══ Tekst dokumentu

Witchtower
#3
Witchtower - Witches' Domain (2020)

[Obrazek: R-14779850-1581443903-9848.jpeg.jpg]

tracklista:
1.A Revelation 00:36
2.The Theosophist 04:04
3.Over The Top 05:19
4.Night Of The Witch 04:27
5.Zugarramurdi (Sorginak!) 04:59
6.Mrs. Artisson 05:38
7.Love Potion 04:31
8.Look For The Truth 04:55
9.The World Is Upside Down 05:35
10.Witches' Domain 07:40
11.The Chosen 05:12

rok wydania: 2020
gatunek: heavy metal
kraj: Hiszpania

skład zespołu:
Víctor Manuel de la Chica Cañas - śpiew, gitara, gitara basowa
Udem (Adam Wise) - perkusja

NWOBHM zanika  w swoim mateczniku, ale zespoły z innych krajów tę muzyczną tradycję podtrzymują. Podtrzymuje ją po raz trzeci WITCHTOWER Víctora Manuela de la Chica Cañasa na płycie wydanej w lutym 2020 przez niedużą wytwórnię Unsilent Tombs Records.

Lidera wsparł tym razem perkusista amerykański z Salt Lake City, solidny w swoim fachu, co słychać we wszystkich utworach. Te kompozycje to ponownie przegląd transpozycji i wariacji na temat NWOBHM, a wszystko zagrane nieco ostrzej niż poprzednio, lecz bez porzucania zasadniczej konwencji. Znakomite dynamiczne riffy krótkiego wstępu A Revelation znajdują swoją maidenowską kontynuację w efektownym i drapieżnym A Revelation The Theosophist, choć sama melodia nie jest z najwyższej półki WITCHTOWER. Potem nieco wolniej i mroczniej w Over The Top, który stanowi mix wczesnego ANGELWITCH i łagodniej potraktowanego VENOM, i ten numer jest wyborny w tym masywnym wykorzystaniu tak dobrze znanych riifów głównych. Może i Víctor Manuel nie jest jakimś porywającym wokalistą, ale szarże basowe i sola gitarowe są momentami oszałamiające. Dynamit ultra tradycyjnych solówek z Albionu, coś pięknego! Nie tylko w Over The Top, ale i w prostszym, nasyconym rockiem lat 80-tych potoczystym i super nośnym Night Of The Witch z takim fantastycznym vintage klimatem heroicznym. Rewelacja! I co za refren, co za klasyczna elegancja encyklopedycznego NWOBHM! Tajemniczy tytuł Zugarramurdi (Sorginak!) kryje w sobie surowsze granie z obszarów VENOM i szkoły Newcastle, no i unosi się nad tym duch takich ekip jak WITCHFINDER GENERAL i PAGAN ALTAR. I zaraz coś w podobnym klimacie brytyjskiego occult metalu w szybkim Mrs. Artisson. Najlepsze tradycje RAVEN łączą się z speedową precyzją TALLION i TROJAN. Och, moc! Znakomita jest tu romantyczna, a zarazem pełna patosu partia wolniejsza w klimatach wczesnego IRON MAIDEN, ale i tych wszystkich grup z UK, które na swoich płytach proponowały podobne kompozycje o epickim charakterze w szybkich tempach.

════

Polecenia:
(a) Podaj wszystkie zespoły poza WITCHTOWER, które przywołuje recenzja płyty Witches' Domain.
(b) Według recenzji płyty Witches' Domain, jaka wytwórnia wydała ten album?
(c) Kontynuuj recenzję płyty Witches' Domain od miejsca, w którym się kończy.

══ Podane informacje

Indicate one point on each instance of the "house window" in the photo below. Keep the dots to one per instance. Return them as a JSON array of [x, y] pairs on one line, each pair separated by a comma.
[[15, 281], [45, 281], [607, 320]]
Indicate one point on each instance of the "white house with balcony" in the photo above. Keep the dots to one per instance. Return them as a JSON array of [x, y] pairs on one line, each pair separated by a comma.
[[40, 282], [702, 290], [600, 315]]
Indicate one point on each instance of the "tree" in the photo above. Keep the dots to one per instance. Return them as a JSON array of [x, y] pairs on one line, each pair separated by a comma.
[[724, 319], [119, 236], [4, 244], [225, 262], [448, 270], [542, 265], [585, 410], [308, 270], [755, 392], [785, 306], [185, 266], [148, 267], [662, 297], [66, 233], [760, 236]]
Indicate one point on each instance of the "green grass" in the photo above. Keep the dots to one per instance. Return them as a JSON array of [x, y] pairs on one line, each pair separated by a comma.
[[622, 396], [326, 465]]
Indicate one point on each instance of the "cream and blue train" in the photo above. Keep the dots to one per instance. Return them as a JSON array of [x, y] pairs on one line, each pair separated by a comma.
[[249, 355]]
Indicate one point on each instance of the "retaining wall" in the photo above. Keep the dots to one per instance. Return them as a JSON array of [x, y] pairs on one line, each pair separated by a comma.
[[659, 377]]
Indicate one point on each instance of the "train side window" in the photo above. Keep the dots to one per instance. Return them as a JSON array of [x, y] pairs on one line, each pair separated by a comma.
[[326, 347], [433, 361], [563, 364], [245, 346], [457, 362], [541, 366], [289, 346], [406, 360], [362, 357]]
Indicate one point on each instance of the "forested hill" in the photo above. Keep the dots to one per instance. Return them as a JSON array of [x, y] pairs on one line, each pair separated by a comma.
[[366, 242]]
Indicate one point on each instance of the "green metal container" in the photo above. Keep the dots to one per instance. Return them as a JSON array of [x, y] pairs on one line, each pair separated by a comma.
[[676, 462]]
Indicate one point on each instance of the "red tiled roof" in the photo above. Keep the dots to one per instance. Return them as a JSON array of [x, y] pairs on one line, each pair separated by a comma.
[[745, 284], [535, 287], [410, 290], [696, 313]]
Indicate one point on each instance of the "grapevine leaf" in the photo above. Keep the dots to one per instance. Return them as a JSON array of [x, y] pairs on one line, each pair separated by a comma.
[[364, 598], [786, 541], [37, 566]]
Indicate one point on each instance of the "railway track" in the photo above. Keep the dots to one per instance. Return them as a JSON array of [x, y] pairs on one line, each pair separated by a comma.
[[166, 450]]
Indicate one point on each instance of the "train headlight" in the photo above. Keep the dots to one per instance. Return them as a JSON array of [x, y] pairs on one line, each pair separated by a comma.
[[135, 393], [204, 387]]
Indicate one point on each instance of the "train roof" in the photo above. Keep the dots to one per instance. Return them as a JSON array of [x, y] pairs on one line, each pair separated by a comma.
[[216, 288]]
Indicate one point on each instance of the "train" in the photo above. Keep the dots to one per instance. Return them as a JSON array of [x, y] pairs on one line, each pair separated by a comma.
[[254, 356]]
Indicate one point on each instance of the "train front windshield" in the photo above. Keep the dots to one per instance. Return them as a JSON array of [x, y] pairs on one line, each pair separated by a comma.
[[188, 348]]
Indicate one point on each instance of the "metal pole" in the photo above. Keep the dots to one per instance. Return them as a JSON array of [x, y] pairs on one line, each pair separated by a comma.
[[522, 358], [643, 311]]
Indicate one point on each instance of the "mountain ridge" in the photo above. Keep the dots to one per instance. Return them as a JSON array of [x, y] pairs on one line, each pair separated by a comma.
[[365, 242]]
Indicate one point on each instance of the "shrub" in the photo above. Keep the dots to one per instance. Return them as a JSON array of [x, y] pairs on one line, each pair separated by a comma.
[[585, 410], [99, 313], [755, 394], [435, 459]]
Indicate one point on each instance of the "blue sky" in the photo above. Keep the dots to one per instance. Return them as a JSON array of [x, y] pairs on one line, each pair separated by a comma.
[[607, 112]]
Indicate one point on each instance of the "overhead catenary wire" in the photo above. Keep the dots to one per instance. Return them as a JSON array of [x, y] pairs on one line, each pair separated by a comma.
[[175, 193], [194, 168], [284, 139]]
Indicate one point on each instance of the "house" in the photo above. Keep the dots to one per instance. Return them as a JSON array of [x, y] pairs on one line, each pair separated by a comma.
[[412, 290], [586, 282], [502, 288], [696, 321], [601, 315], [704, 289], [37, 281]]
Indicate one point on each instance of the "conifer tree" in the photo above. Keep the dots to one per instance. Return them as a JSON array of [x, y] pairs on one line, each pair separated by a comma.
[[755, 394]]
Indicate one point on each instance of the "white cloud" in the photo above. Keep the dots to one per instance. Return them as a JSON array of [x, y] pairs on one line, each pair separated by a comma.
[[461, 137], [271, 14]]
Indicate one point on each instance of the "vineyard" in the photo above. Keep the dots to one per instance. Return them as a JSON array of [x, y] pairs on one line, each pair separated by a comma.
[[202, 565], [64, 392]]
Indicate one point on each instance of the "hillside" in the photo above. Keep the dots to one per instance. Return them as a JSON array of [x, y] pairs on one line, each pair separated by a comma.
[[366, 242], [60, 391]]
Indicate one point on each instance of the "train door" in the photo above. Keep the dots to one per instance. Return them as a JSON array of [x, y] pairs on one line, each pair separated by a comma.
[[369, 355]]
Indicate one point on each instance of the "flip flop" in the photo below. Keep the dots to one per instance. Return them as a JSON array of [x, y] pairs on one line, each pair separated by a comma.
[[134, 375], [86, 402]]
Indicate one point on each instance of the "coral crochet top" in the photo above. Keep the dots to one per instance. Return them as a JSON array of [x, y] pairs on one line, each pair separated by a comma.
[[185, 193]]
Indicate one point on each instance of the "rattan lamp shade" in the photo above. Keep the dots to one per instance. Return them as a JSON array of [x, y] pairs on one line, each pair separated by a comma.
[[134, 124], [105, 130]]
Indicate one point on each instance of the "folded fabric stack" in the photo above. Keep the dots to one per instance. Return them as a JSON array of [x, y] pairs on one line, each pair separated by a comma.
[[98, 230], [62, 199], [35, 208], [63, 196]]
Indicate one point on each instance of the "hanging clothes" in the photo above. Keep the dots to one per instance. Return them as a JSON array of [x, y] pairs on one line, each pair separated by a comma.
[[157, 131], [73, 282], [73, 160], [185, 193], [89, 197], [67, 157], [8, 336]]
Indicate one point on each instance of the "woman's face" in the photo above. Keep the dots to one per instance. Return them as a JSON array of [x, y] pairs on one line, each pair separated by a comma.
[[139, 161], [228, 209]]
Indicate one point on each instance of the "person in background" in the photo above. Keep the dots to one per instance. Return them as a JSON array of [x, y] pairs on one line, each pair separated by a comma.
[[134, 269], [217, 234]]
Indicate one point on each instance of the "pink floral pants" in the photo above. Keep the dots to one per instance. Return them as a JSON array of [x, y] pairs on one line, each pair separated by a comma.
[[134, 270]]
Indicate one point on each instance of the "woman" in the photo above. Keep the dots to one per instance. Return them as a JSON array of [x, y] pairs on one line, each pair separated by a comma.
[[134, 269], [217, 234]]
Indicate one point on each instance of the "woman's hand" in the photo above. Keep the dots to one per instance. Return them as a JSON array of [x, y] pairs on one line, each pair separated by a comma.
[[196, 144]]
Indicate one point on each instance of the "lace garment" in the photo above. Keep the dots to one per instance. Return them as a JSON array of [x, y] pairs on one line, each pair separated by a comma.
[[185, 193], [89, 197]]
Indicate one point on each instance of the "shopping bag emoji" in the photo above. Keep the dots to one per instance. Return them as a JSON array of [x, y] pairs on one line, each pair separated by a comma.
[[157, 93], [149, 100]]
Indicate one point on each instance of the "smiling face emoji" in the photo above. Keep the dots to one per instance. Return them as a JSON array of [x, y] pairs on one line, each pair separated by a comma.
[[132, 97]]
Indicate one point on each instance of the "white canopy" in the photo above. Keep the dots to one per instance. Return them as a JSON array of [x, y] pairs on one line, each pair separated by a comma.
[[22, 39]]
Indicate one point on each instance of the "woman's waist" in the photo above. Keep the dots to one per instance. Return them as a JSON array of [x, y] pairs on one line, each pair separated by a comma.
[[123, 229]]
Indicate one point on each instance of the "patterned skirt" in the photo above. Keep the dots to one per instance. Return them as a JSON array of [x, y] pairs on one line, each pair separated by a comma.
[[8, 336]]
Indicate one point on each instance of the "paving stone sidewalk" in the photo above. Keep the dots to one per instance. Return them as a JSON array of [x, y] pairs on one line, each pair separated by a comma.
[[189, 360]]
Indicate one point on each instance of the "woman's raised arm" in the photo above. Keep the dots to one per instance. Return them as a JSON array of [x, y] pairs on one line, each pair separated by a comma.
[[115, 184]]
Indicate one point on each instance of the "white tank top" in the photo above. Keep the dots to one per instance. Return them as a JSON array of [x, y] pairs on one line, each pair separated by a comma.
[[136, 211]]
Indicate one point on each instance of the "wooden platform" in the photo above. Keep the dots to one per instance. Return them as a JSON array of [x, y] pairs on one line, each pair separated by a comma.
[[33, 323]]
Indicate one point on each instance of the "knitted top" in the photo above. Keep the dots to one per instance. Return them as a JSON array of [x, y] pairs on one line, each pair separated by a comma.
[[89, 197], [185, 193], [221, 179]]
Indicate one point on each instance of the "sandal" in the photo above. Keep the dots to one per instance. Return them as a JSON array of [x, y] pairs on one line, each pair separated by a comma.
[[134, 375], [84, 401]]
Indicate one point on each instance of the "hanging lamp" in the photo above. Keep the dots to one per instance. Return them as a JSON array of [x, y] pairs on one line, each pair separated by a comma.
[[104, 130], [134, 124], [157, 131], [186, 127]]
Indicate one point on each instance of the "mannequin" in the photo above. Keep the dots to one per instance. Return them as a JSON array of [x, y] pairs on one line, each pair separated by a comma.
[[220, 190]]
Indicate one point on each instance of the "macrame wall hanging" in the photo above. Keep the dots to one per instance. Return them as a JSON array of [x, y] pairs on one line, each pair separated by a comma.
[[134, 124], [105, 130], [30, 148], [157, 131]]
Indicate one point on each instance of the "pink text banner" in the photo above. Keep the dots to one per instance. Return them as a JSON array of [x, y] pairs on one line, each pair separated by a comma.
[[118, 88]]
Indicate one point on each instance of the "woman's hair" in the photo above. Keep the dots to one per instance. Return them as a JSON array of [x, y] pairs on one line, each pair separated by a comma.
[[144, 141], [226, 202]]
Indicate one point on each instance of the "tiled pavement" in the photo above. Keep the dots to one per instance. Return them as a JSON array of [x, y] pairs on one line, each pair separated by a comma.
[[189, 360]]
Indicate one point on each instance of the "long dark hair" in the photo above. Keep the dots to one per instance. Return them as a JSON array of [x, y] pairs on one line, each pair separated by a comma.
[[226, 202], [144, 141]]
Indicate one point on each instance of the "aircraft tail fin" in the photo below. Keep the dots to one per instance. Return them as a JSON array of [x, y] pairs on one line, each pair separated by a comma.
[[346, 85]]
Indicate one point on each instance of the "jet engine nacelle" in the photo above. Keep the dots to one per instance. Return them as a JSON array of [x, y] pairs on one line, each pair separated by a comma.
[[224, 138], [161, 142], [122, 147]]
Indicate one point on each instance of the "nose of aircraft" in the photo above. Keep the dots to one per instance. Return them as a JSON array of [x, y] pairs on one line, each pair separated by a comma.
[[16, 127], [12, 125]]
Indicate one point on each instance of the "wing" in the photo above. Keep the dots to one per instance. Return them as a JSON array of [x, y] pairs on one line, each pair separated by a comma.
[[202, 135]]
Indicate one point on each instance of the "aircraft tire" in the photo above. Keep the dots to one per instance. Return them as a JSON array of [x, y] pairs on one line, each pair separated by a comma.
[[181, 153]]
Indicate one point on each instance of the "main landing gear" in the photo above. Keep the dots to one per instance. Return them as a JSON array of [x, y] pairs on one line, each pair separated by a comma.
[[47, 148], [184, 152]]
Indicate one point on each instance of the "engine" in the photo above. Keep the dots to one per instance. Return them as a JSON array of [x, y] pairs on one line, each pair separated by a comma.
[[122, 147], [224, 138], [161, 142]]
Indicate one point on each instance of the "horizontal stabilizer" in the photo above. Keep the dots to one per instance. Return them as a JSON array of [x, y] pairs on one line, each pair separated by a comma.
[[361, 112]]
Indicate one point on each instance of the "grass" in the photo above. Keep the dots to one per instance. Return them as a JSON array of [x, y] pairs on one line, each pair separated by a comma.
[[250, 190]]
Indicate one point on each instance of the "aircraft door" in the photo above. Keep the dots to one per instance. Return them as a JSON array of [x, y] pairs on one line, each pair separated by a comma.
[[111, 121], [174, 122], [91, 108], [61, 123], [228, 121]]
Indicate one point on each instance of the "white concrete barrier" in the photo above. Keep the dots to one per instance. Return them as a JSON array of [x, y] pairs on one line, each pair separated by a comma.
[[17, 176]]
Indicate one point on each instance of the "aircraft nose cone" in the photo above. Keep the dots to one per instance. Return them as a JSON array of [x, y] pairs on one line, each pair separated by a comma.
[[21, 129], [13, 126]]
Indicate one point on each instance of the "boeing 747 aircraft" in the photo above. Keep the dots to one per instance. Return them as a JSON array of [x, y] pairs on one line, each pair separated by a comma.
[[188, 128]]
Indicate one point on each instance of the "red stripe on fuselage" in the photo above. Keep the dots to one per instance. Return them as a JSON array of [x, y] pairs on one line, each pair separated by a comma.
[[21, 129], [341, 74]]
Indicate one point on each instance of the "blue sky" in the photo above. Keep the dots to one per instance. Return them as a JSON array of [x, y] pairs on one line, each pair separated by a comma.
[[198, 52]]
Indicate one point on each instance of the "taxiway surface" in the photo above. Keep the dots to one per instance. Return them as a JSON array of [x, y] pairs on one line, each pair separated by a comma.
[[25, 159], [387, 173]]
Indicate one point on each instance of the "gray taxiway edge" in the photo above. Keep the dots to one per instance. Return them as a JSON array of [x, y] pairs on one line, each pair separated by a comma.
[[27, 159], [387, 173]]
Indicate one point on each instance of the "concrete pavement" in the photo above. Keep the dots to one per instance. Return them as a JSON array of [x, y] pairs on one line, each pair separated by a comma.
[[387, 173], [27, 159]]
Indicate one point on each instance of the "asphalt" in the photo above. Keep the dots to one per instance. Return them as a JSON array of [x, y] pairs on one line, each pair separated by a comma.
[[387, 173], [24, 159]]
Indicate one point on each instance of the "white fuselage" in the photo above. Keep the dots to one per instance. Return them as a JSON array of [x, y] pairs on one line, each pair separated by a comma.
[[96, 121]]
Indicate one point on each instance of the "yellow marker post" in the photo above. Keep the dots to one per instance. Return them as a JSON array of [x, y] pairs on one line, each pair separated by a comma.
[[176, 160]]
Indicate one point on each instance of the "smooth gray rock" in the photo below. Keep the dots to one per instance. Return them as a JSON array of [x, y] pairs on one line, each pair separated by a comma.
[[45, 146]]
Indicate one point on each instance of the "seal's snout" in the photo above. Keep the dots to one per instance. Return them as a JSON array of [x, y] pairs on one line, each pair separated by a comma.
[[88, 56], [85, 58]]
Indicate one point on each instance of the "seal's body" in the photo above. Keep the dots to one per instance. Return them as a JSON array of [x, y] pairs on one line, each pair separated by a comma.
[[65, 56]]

════

Wyniki ćwiczeń:
(a) ANGELWITCH, VENOM, WITCHFINDER GENERAL, PAGAN ALTAR, RAVEN, TALLION, TROJAN, IRON MAIDEN

(b) Unsilent Tombs Records.

(c)
W Love Potion gitara chodzi w stylu Heybourne'a, przynajmniej w najważniejszych partach, do tego potężne basowe pochody i ta zadziorna melodyjność wczesnego RAVEN, i może coś z BLITZKRIEG. Fenomenalny prosty motyw przewodni prowadzi do wybornego refrenu. Rokendrol jak się patrzy! Melodyjny dramatyzm w stylu ANGELWITCH to Look For The Truth, do tego ta kontrolowana surowość, którą tu zastosowano i jest kolejny co najmniej bardzo dobry utwór z dosyć nieoczekiwanym refren, w niemal rockowej konwencji. No dewastacja w miarowym, niezbyt szybkim The World Is Upside Down zwłaszcza na początku i nieco żal, że potem to trochę traci na sile wyrazu, bo jakby to trochę za chłodne wyszło, takie prosto z Newcastle... Nie można mieć wszystkiego, i tak bardzo dobry numer. Prawie pod koniec najdłuższy i nasycony ponownie klimatami PAGAN ALTAR i WITCHFINDER GENERAL Witches' Domain. Trudno jest dorównać starym mistrzom w takim budowaniu klimatu okultystycznej aury, ale to w końcu WITCHTOWER. I do tego to instrumental... Tak ciekawie się to rozwija w drugiej części...
Tylko na CD (bo jest oczywiście i wersja winylowa) bonusowy The Chosen. Solidny, chłodny i surowy utwór, nabierający kolorów stopniowo, kolorów ANGELWITCH i DIAMOND HEAD.

Znakomite klasyczne naturalne brzmienie NWOBHM zostało tu wybrane. Głośna perkusja, głośny bas na jednym planie z gitarą i niezbyt mocno wysunięty wokal. Totalnie oldschoolowa realizacja z wykorzystaniem współczesnej techniki nagraniowej. Pod tym względem ekstraklasa i najbliżej do starego BLITZKRIEG.
Víctor Manuel de la Chica Cañas to muzyk bardzo utalentowany i co najważniejsze, konsekwentny. Gra swoje, gra znakomicie po raz trzeci NWOBHM, proponując wyborne w większości melodie i odświeżając najbardziej klasyczne riffy gatunku.
Moc NWOBHM z Jaén!

ocena: 9/10

new 23.02.2020
NIE JESTEM ATEISTĄ - WIERZĘ W HEAVY METAL

"Only The Strong Survive!"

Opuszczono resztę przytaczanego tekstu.